Extract provided

============

Saturday, June 27, 2015

The Wild Center's Wild Walk: Let's Our Inner Child Come Out to Play!

Tupper Lake's Wild Center is asking people to look and leap while relishing in its latest adventure, The Wild Walk. Part interactive nature center and part nature playground, The Wild Walk is a Swiss Family Robinson Treehouse adventure that has us crawling, swinging and grasping with childlike awe for all that our wild surroundings provide. It allows us to sit quietly in nature in benches or swing chairs or jump feet first into a giant spider's web.  

A tree house, hollowed tree have interactive elements
demonstrating the Adirondack natural environment
The Wild Center in Tupper Lake has always been a "go to" spot for my family. Whether we go to a solar workshop to increase our green footprint, watch the otters frolic in their own waterpark or just relax at the natural playground, The Pines, each visit is a different experience.

With extended family soon to visit, we get to share the latest wild expansion that is taking down the museum walls and  "transforming the way people can see into the natural world" through the Wild Center's Wild Walk.

The Wild Walk, open to The Wild Center members for previews June 27 and open to the public July 4, features eight (8) interactive stations in a gentle incline that climbs 40 ft. into the tree line to a full-size eagle's nest overlooking the Adirondack High Peaks. Completely handicap accessible,

Four elements of play line the walkway to The Wild Walk
Since its inception in 1998, The Wild Center has continued to expand and provide interactive experiences that educate, but always invite everyone's inner child to come out to play. Kudos to the founders/administrators and staff of this Natural History Museum of the Adirondacks for the forethought when designing and building this museum dedicated to science-based learning and the natural surroundings of the six-million -acre Adirondack Park. Each year my children grow, this museum's diverse offerings grow as well.

============

Exercise 1
From the Wild Walk post, list the activities the writer's family does on visits to The Wild Center.
Exercise 2
Repeat the passage of the Wild Walk post that begins at the words "The Wild Walk, open" and stops after "grow as well.".
The data that comes next plays no part in anything asked about the Wild Walk post.

============

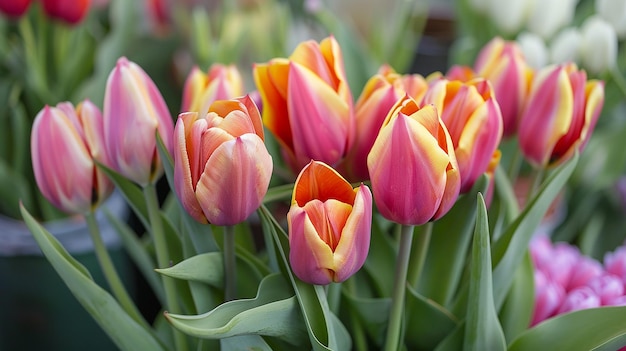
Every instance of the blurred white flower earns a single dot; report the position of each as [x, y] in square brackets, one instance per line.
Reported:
[534, 49]
[599, 45]
[614, 11]
[510, 16]
[566, 46]
[549, 16]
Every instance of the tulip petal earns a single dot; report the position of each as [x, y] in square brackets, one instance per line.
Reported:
[235, 180]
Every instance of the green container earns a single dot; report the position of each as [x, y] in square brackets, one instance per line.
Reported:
[37, 310]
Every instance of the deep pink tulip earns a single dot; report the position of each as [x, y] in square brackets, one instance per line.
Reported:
[472, 116]
[222, 168]
[412, 165]
[134, 111]
[329, 225]
[64, 144]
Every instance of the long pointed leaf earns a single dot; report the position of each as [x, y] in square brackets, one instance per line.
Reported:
[123, 330]
[482, 327]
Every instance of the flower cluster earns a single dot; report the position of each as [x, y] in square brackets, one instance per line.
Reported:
[566, 280]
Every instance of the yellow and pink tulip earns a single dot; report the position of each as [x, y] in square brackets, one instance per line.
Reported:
[222, 168]
[329, 225]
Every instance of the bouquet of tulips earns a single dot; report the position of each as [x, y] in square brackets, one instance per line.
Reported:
[300, 217]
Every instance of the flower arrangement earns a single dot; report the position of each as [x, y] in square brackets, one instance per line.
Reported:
[302, 215]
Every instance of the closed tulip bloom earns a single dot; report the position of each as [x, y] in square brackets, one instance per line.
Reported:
[380, 93]
[307, 104]
[201, 89]
[222, 168]
[473, 119]
[134, 111]
[329, 225]
[503, 64]
[64, 143]
[560, 114]
[412, 165]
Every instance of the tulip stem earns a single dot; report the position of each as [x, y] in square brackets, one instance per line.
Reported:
[163, 257]
[109, 271]
[418, 256]
[396, 315]
[230, 264]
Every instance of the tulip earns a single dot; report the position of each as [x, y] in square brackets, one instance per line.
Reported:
[307, 104]
[560, 114]
[68, 11]
[380, 93]
[503, 64]
[221, 166]
[329, 225]
[64, 144]
[14, 8]
[201, 90]
[473, 119]
[412, 165]
[134, 111]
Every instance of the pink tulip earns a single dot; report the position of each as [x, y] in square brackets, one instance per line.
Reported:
[412, 165]
[134, 111]
[222, 168]
[329, 225]
[307, 104]
[201, 89]
[64, 144]
[472, 115]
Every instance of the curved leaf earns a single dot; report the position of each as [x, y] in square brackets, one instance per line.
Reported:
[249, 316]
[123, 330]
[482, 327]
[601, 328]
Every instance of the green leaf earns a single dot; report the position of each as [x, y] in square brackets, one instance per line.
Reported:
[250, 316]
[519, 304]
[429, 322]
[482, 327]
[509, 250]
[123, 330]
[449, 246]
[323, 333]
[601, 328]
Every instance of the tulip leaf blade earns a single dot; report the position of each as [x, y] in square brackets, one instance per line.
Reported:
[482, 327]
[312, 299]
[508, 251]
[449, 245]
[249, 316]
[602, 328]
[125, 332]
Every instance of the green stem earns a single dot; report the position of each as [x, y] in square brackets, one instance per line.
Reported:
[396, 315]
[110, 273]
[418, 255]
[163, 259]
[230, 264]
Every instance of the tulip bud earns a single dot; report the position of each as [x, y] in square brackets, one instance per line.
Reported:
[503, 64]
[14, 8]
[64, 144]
[68, 11]
[473, 119]
[134, 111]
[560, 114]
[307, 104]
[329, 225]
[222, 168]
[412, 165]
[380, 93]
[201, 90]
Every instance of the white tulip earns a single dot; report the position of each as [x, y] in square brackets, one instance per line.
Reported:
[599, 45]
[534, 49]
[565, 46]
[614, 11]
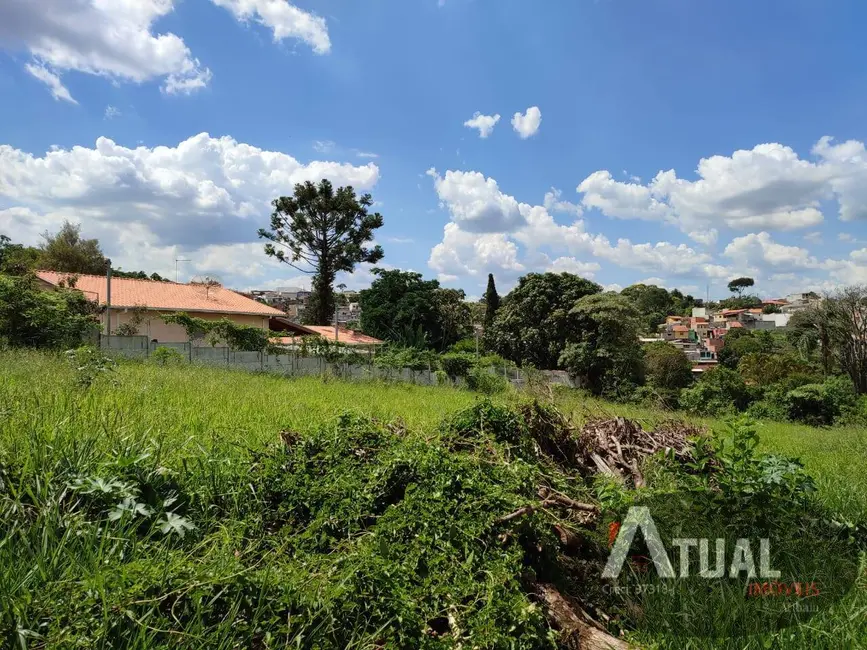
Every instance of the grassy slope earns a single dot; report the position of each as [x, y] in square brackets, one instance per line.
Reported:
[187, 411]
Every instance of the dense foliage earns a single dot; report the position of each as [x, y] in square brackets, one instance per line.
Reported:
[245, 338]
[67, 251]
[30, 317]
[324, 232]
[605, 354]
[402, 307]
[666, 366]
[534, 323]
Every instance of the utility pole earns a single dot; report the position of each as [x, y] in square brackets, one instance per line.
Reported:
[179, 259]
[342, 287]
[107, 297]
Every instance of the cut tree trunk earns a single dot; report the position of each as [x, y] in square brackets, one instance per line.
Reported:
[578, 629]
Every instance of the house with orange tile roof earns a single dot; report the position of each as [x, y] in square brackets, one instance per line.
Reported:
[290, 333]
[149, 300]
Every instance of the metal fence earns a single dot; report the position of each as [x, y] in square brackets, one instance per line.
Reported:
[293, 363]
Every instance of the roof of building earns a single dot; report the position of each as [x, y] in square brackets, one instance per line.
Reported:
[346, 336]
[169, 296]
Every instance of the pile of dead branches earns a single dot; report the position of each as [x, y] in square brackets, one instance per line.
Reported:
[616, 447]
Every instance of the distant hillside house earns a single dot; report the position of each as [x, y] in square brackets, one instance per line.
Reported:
[209, 302]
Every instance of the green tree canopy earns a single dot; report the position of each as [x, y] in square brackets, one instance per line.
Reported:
[492, 301]
[605, 353]
[667, 367]
[68, 252]
[322, 232]
[739, 285]
[30, 317]
[534, 323]
[739, 343]
[16, 259]
[837, 328]
[403, 307]
[718, 390]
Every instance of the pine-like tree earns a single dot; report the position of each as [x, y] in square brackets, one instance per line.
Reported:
[492, 301]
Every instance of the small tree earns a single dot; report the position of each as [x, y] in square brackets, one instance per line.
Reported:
[16, 259]
[739, 285]
[492, 301]
[68, 252]
[534, 323]
[322, 232]
[668, 367]
[606, 355]
[30, 317]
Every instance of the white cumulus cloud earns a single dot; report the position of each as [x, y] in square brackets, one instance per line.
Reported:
[284, 19]
[476, 202]
[111, 38]
[527, 124]
[484, 123]
[769, 187]
[203, 198]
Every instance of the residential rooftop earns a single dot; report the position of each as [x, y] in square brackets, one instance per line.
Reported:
[167, 296]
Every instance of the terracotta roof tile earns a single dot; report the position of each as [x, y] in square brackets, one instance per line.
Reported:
[169, 296]
[349, 337]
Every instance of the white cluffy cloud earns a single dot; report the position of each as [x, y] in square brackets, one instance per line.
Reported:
[484, 123]
[284, 19]
[768, 187]
[117, 39]
[111, 38]
[476, 203]
[203, 198]
[527, 124]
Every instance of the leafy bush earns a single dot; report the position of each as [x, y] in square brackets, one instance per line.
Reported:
[767, 409]
[667, 367]
[467, 345]
[164, 356]
[30, 317]
[482, 380]
[457, 364]
[719, 390]
[748, 483]
[89, 365]
[821, 404]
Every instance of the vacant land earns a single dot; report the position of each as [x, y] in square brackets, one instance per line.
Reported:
[198, 437]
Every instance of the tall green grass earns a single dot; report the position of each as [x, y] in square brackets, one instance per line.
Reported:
[194, 430]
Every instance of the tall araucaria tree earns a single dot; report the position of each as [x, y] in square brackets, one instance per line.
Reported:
[322, 232]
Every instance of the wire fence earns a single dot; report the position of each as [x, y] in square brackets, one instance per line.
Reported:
[294, 363]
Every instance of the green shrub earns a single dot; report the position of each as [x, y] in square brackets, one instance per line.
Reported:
[89, 364]
[667, 367]
[457, 364]
[30, 317]
[822, 404]
[467, 345]
[719, 390]
[164, 356]
[484, 381]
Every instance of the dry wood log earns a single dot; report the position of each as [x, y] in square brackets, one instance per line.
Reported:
[579, 630]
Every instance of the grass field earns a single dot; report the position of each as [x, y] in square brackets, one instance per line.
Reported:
[197, 424]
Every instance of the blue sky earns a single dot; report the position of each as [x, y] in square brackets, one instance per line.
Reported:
[679, 143]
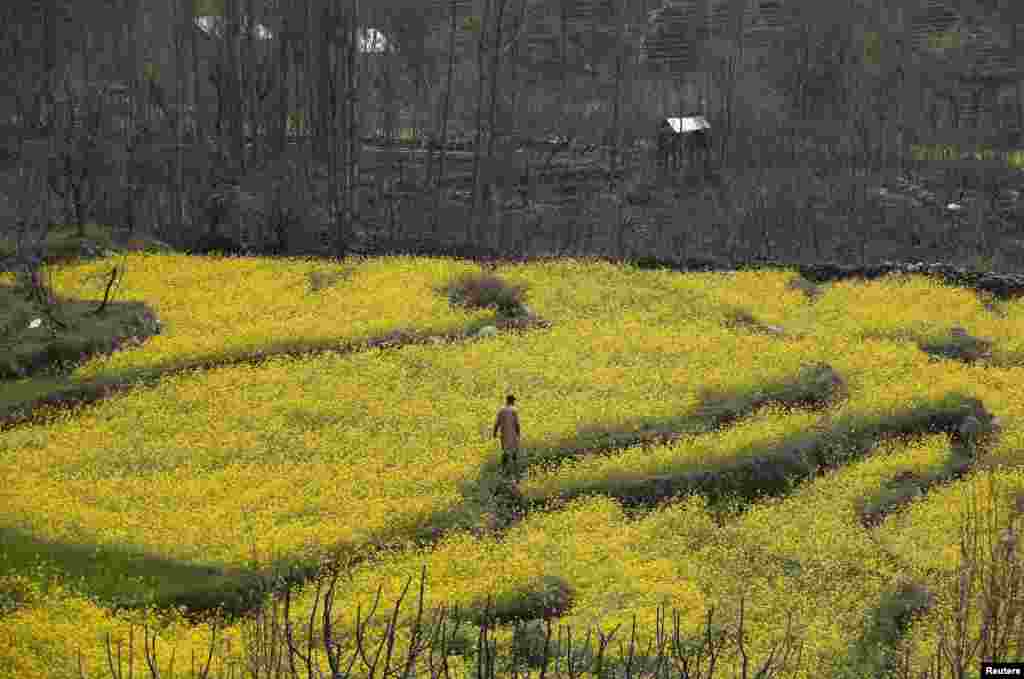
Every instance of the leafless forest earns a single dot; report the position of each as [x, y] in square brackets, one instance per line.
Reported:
[840, 130]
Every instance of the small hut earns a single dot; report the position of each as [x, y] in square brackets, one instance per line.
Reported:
[689, 133]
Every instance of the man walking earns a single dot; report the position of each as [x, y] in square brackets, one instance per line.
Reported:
[508, 423]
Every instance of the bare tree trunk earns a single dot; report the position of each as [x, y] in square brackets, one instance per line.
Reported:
[494, 193]
[478, 146]
[444, 118]
[352, 184]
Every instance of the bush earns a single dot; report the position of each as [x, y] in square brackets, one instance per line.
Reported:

============

Reply 1
- Going to a solar workshop to increase their green footprint
- Watching the otters frolic in their own waterpark
- Relaxing at the natural playground, The Pines

Reply 2
The Wild Walk, open to The Wild Center members for previews June 27 and open to the public July 4, features eight (8) interactive stations in a gentle incline that climbs 40 ft. into the tree line to a full-size eagle's nest overlooking the Adirondack High Peaks. Completely handicap accessible,

Four elements of play line the walkway to The Wild Walk
Since its inception in 1998, The Wild Center has continued to expand and provide interactive experiences that educate, but always invite everyone's inner child to come out to play. Kudos to the founders/administrators and staff of this Natural History Museum of the Adirondacks for the forethought when designing and building this museum dedicated to science-based learning and the natural surroundings of the six-million -acre Adirondack Park. Each year my children grow, this museum's diverse offerings grow as well.